WHAT IS NEEDED | Give back exactly the lines of the data below, starting with the line that has "Query: shelf label" and going on through the line that has "Query: reindeer hoof".

Saved entries |
============
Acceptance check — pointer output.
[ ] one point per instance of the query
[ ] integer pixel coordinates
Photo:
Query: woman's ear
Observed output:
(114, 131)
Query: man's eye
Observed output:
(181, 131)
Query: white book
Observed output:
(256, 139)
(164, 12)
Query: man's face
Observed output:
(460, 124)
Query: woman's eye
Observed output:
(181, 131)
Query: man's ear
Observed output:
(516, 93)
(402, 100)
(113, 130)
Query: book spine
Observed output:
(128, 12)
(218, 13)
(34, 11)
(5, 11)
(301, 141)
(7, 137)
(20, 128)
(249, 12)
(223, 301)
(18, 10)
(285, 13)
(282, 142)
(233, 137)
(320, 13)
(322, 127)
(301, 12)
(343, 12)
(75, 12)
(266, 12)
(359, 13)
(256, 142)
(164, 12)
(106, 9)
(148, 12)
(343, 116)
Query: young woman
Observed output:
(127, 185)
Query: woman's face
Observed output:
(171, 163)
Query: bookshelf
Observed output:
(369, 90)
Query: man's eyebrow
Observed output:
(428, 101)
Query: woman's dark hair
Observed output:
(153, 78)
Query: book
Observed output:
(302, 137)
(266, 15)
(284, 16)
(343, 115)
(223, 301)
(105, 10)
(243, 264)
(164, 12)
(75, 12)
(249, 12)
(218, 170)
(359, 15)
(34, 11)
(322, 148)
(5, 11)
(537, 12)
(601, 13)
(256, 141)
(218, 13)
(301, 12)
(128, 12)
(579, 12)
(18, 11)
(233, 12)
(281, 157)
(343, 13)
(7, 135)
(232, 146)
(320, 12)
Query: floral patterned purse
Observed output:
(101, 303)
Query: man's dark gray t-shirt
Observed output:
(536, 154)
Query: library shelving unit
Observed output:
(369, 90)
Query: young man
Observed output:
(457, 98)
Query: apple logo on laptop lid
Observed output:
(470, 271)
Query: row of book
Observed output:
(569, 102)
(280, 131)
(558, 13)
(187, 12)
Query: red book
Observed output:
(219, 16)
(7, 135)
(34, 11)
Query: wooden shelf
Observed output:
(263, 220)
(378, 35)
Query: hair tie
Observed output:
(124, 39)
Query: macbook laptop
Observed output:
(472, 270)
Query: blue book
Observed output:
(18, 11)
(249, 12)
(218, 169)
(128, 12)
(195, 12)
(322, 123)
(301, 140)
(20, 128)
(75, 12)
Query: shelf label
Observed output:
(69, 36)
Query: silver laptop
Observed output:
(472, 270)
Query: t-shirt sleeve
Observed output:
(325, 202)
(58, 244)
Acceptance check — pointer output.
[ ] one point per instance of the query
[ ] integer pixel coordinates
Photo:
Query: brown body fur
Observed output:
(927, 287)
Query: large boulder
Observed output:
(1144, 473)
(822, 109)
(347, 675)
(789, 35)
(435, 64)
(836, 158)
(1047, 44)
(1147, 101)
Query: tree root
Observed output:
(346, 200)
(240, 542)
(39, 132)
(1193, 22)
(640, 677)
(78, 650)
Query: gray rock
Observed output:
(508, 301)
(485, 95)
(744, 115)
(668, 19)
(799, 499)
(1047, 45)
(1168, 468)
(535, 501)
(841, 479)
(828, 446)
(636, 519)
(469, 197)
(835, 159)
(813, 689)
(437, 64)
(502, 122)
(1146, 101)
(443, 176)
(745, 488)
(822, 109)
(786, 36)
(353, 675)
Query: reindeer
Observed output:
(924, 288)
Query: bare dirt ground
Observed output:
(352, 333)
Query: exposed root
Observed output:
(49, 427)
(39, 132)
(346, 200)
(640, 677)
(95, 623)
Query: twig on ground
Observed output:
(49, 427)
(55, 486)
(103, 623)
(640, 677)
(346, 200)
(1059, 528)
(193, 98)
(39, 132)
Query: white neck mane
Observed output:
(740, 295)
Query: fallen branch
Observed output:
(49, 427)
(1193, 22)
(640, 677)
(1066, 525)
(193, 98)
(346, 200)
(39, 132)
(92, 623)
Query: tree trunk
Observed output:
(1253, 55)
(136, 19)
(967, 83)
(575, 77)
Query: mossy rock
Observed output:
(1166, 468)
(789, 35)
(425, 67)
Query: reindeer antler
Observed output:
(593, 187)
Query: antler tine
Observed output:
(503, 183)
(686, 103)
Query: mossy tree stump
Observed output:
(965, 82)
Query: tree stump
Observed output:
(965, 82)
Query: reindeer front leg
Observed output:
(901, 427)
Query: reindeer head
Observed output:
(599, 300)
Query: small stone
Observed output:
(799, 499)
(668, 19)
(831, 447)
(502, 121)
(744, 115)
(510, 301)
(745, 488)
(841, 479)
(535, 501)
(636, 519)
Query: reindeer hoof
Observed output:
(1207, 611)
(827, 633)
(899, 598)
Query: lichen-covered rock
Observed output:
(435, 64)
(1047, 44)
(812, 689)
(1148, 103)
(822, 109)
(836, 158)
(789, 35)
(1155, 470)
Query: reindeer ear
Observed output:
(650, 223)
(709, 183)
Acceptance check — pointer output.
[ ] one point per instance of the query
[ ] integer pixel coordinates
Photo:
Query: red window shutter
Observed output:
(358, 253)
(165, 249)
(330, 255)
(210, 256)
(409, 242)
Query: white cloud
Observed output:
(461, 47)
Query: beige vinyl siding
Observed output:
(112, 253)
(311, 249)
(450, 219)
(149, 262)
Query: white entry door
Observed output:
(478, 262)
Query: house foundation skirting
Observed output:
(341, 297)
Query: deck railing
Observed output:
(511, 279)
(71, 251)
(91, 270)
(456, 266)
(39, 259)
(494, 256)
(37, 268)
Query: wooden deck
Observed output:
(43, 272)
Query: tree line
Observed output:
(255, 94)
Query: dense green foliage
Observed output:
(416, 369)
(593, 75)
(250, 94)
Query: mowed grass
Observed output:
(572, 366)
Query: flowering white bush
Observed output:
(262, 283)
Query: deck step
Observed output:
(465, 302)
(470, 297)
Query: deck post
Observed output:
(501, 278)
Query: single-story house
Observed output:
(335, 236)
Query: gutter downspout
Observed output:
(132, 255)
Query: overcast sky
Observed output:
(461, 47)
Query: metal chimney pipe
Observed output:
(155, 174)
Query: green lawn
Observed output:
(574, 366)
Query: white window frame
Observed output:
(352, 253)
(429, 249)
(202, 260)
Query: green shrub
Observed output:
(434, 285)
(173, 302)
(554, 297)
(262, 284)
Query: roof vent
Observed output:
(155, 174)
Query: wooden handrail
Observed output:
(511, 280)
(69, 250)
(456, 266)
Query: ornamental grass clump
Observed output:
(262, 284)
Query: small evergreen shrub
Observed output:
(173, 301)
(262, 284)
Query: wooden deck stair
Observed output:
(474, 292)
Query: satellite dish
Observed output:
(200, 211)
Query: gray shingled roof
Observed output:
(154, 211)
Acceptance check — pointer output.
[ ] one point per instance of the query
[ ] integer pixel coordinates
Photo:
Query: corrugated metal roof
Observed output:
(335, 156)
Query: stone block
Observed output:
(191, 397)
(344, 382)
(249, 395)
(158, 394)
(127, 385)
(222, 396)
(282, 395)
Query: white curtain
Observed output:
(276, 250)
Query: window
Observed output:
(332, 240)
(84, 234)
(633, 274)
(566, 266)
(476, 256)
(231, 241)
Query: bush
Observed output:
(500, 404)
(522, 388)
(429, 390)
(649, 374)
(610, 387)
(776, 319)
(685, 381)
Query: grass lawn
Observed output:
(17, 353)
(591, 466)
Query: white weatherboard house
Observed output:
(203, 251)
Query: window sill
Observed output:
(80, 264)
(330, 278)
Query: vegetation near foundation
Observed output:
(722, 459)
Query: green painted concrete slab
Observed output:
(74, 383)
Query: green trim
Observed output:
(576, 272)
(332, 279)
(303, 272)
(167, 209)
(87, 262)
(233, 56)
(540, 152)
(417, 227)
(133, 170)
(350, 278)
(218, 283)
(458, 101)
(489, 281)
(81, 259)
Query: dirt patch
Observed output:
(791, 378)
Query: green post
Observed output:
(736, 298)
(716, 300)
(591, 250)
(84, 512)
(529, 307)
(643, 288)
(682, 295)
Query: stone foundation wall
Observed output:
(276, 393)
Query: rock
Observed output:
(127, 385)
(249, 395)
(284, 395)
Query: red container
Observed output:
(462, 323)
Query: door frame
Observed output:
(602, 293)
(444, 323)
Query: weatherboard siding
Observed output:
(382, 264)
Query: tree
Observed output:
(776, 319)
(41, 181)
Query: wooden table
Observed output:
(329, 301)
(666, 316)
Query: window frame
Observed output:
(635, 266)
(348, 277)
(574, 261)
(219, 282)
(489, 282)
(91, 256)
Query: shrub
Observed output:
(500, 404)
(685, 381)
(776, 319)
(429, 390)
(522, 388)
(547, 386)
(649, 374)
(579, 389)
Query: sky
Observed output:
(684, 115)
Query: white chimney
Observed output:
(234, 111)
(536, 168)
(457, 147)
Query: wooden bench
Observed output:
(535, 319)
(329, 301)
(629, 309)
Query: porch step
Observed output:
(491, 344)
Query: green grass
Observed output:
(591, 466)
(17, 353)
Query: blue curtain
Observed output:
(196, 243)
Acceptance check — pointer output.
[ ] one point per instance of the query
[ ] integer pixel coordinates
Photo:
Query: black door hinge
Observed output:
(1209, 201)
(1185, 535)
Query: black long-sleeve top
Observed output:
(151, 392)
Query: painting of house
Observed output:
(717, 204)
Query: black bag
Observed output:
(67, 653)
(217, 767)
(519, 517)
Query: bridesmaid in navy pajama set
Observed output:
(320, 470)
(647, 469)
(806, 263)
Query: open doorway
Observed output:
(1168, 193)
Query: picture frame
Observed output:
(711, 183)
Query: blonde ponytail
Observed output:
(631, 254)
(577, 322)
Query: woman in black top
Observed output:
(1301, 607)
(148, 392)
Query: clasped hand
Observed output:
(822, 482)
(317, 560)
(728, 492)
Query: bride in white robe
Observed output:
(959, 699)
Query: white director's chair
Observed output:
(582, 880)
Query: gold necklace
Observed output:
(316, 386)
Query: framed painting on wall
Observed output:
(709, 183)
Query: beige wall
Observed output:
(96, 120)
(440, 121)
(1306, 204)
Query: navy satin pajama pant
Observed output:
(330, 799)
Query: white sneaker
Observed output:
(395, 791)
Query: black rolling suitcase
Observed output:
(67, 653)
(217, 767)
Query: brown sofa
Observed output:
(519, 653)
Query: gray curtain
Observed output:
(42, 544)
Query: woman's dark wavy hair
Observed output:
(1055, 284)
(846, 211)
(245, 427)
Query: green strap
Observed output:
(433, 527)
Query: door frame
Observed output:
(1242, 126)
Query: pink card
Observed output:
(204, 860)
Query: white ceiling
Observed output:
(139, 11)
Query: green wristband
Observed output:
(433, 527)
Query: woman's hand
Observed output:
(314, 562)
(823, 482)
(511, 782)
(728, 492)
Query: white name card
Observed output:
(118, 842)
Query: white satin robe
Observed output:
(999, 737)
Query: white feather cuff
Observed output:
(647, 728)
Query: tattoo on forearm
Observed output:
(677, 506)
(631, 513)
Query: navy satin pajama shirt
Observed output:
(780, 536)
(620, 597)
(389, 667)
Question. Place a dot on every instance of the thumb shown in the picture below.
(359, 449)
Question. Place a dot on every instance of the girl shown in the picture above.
============
ANSWER |
Query: shelf label
Observed output:
(69, 36)
Query: silver laptop
Observed output:
(472, 270)
Query: t-shirt sleeve
Observed output:
(325, 202)
(58, 244)
Acceptance check — pointer output.
[ ] one point per instance of the query
[ ] integer pixel coordinates
Photo:
Query: brown body fur
Observed output:
(927, 287)
Query: large boulder
Observed output:
(1144, 473)
(822, 109)
(347, 675)
(789, 35)
(435, 64)
(836, 158)
(1047, 44)
(1147, 101)
Query: tree root
Observed output:
(346, 200)
(240, 542)
(39, 132)
(1193, 22)
(640, 677)
(78, 650)
Query: gray rock
Observed output:
(508, 301)
(485, 95)
(744, 115)
(668, 19)
(799, 499)
(1047, 45)
(1168, 468)
(535, 501)
(841, 479)
(828, 446)
(636, 519)
(469, 197)
(835, 159)
(813, 689)
(437, 64)
(502, 122)
(1146, 101)
(443, 176)
(745, 488)
(822, 109)
(786, 36)
(353, 675)
Query: reindeer
Observed output:
(924, 288)
Query: bare dirt ground
Observed output:
(352, 333)
Query: exposed root
Observed output:
(49, 427)
(39, 132)
(346, 200)
(640, 677)
(95, 623)
Query: twig on ground
Observed output:
(49, 427)
(55, 486)
(103, 623)
(640, 677)
(346, 200)
(1059, 528)
(193, 98)
(39, 132)
Query: white neck mane
Observed output:
(740, 295)
Query: fallen branch
Observed output:
(49, 427)
(1193, 22)
(640, 677)
(1066, 525)
(193, 98)
(346, 200)
(39, 132)
(92, 623)
Query: tree trunk
Observed output:
(1253, 55)
(136, 19)
(967, 83)
(575, 77)
Query: mossy rock
Observed output:
(1166, 468)
(789, 35)
(425, 67)
Query: reindeer antler
Observed output:
(593, 187)
Query: antler tine
Observed output:
(503, 183)
(686, 103)
Query: mossy tree stump
Observed output:
(965, 82)
Query: tree stump
Observed output:
(965, 82)
Query: reindeer front leg
Observed output:
(901, 427)
Query: reindeer head
Observed output:
(599, 300)
Query: small stone
Observed output:
(799, 499)
(668, 19)
(831, 447)
(502, 121)
(744, 115)
(510, 301)
(745, 488)
(841, 479)
(535, 501)
(636, 519)
Query: reindeer hoof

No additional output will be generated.